■ Source extract:
=== Section Start ===
I essentially hate "politics", I hate that it's essentially about making your opponents seem bad, trying to cling to office rather than make changes, and so forth. I do have a burning desire to bring about change, and I realise that pressurising others would never get anything done, but I don't think I could put up with 20 years of "politics" to start influencing national policy.
 

 
 


 

On this point, I agree wholeheartedly. It's no different here in the U.S.
 

As for your dilemma on what path to embark upon, I don't envy you. I would not want to go through that again. But no matter what you decide, life will surprise and perhaps delight you. A case in point...
 

When I was in high school, I took many business courses including three years of accounting classes and was very good at it. When I entered my first year of college, I continued down the accounting path and was very disappointed when I found the classes were teaching things that I had learned 2 years prior in high school! I quickly became bored, stopped going to classes and ended up dropping out for the semester. I was faced with my own difficult decision - do I go back and take a different path or perhaps put up with the boredom and just get through it? Do I bag college altogether? I decided to go to work and then explore college again in a year or two.
 

To make a long story longer, I ended up getting married at age 20 (still am to the same bride!) moving across the country (literally) twice and experiencing more fun than any human being should be allowed to have. Through all that, I am enjoying a wonderful career with a "Fortune 100" company working alongside and, in some cases, over people who have 4 years or more of college.
=== Section End ===
■ The data:
=== Section Start ===
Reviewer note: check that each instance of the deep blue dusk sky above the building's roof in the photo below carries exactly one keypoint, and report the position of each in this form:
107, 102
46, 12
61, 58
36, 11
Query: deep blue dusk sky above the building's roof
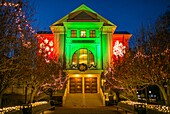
128, 15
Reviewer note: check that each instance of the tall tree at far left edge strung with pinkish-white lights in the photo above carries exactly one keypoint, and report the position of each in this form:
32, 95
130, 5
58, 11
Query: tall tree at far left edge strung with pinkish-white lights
16, 39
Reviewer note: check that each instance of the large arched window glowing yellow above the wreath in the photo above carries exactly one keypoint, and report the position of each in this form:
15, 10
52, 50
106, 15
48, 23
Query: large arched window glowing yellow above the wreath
83, 56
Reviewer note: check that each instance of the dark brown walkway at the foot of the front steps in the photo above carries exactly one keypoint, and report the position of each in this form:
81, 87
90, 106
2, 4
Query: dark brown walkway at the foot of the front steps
94, 110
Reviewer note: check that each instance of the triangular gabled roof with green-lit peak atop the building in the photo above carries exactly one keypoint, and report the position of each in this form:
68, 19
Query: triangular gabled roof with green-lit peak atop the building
84, 13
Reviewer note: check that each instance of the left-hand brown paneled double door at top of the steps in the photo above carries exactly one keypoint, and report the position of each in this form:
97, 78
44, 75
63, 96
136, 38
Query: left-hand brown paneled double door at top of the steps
76, 85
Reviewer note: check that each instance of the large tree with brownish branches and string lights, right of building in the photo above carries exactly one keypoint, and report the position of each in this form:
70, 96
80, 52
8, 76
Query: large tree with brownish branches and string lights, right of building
148, 63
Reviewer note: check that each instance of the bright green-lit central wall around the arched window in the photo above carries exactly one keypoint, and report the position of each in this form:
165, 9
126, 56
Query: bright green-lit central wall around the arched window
91, 44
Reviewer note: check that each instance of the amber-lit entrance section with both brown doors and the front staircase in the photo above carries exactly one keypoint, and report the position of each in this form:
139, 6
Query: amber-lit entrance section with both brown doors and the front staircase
84, 89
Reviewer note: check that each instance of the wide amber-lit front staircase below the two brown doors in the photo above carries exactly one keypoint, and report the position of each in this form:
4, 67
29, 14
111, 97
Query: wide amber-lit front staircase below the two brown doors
83, 100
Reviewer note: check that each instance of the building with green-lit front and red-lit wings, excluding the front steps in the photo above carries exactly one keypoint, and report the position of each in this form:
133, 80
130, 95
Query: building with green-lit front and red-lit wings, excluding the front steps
88, 42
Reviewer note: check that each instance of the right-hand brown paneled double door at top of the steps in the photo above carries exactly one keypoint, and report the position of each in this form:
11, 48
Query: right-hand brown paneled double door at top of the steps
90, 84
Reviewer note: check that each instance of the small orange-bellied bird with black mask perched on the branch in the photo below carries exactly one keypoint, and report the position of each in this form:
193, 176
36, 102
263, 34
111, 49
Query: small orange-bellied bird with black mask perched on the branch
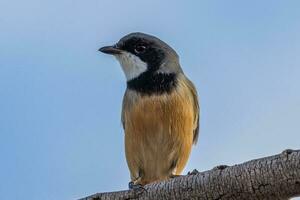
160, 110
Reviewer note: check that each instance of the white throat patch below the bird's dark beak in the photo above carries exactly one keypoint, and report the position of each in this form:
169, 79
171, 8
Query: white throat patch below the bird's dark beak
132, 65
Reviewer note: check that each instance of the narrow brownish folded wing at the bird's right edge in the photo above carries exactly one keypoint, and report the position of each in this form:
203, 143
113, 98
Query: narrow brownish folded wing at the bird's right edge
196, 110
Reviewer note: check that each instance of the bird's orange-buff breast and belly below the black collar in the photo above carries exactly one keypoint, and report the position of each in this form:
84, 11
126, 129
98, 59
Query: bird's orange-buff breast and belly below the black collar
158, 134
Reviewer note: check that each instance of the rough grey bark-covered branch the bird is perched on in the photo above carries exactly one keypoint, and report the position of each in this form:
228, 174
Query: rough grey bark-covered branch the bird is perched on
275, 178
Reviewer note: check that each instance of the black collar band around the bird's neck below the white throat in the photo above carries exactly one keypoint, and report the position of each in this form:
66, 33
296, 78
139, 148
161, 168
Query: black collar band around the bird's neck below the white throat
153, 83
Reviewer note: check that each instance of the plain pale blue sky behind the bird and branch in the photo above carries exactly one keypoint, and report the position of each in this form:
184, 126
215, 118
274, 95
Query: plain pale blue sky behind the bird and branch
60, 99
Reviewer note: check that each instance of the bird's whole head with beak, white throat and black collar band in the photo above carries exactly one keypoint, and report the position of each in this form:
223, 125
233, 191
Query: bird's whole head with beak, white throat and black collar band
148, 63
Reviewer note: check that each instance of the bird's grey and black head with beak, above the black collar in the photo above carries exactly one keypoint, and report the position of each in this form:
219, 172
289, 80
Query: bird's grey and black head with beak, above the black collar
140, 53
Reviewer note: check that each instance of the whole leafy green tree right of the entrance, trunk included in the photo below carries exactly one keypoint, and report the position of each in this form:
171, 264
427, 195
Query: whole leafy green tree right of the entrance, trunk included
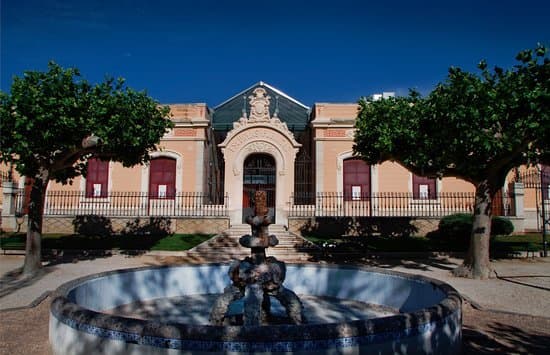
474, 127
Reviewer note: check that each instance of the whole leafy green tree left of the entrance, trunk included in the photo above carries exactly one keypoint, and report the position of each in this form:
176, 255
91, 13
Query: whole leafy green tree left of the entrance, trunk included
53, 121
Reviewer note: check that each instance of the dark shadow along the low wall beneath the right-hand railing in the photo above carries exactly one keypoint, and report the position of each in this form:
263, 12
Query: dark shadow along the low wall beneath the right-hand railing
359, 226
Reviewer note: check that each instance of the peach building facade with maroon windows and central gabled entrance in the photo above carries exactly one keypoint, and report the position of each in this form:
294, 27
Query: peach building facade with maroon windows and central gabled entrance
212, 161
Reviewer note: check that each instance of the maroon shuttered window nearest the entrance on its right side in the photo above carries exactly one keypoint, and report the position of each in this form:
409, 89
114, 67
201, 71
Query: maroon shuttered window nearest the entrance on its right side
356, 179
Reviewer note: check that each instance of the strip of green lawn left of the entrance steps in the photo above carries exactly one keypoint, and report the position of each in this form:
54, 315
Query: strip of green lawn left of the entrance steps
175, 242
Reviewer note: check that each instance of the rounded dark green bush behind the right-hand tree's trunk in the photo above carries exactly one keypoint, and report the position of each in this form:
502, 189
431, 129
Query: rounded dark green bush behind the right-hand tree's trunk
459, 227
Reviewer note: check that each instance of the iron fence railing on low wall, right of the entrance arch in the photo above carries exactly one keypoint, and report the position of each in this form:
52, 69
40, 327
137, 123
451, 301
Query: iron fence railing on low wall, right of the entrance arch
382, 204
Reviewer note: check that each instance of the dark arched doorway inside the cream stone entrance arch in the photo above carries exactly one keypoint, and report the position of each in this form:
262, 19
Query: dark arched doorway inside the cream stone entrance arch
259, 173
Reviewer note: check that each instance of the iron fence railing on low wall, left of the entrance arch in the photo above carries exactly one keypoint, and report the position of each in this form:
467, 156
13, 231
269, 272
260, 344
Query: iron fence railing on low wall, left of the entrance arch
131, 204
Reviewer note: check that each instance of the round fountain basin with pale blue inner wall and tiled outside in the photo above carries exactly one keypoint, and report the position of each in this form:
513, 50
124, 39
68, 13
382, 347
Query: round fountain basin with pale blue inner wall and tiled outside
416, 314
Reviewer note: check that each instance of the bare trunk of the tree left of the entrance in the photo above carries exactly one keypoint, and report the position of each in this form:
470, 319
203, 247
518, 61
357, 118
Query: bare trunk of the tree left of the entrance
33, 248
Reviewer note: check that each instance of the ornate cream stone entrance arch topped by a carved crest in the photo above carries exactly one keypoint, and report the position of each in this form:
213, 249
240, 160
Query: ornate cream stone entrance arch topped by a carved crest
264, 140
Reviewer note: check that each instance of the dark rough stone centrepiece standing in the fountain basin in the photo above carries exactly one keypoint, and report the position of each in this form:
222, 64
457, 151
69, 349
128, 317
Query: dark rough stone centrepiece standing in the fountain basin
256, 278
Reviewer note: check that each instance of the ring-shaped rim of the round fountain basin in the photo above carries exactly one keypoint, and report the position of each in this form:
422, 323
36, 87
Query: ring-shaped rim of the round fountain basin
73, 314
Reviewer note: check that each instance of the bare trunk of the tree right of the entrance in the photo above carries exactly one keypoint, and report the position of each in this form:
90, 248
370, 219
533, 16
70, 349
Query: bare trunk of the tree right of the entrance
=== Section End ===
■ Task instructions:
a. Using the forum post about career paths, decide for each statement whether it agrees with the post, answering yes or no and quoting the deciding words: (i) The writer dropped out of college for a semester. (ii) The writer took two years of accounting classes in high school. (iii) The writer got married at age 20.
b. Extract the passage of the forum post about career paths between "As for your" and "case in point...", inclusive.
c. Write what comes next in the forum post about career paths, picking up after its final sentence.
The data above was taken from a separate source.

■ Your written answers:
a.
(i) Yes: "ended up dropping out for the semester"
(ii) No: "three years of accounting classes"
(iii) Yes: "getting married at age 20"

b.
As for your dilemma on what path to embark upon, I don't envy you. I would not want to go through that again. But no matter what you decide, life will surprise and perhaps delight you. A case in point...

c.
 

My whole point of boring you with a synopsis of my life is this. Don't let a difficult choice weigh on you so much. As those wise folks said in prior posts above, life changes quickly. What you decide today will change tomorrow - I promise you it will.
 

I don't recommend dropping out like I did - I feel blessed that my life turned out so well without a college education. But no matter what, let life come to you. While I'm not a very religious person, I do believe everything happens for a reason. If you truly enjoy what you are doing, you will be rewarded. Just go with what your heart tells you.
 

One more thought before I close. In your second post above you said, "I have two general goals: "change the world for the better" and "earn enough to comfortably support my family", which is what is causing the massive split." Those two things don't have to be separate. You can earn enough money to make your family comfortable AND change the world for the better through charitable acts. Despite a common misconception, not all rich people suck! I hope that one made you smile.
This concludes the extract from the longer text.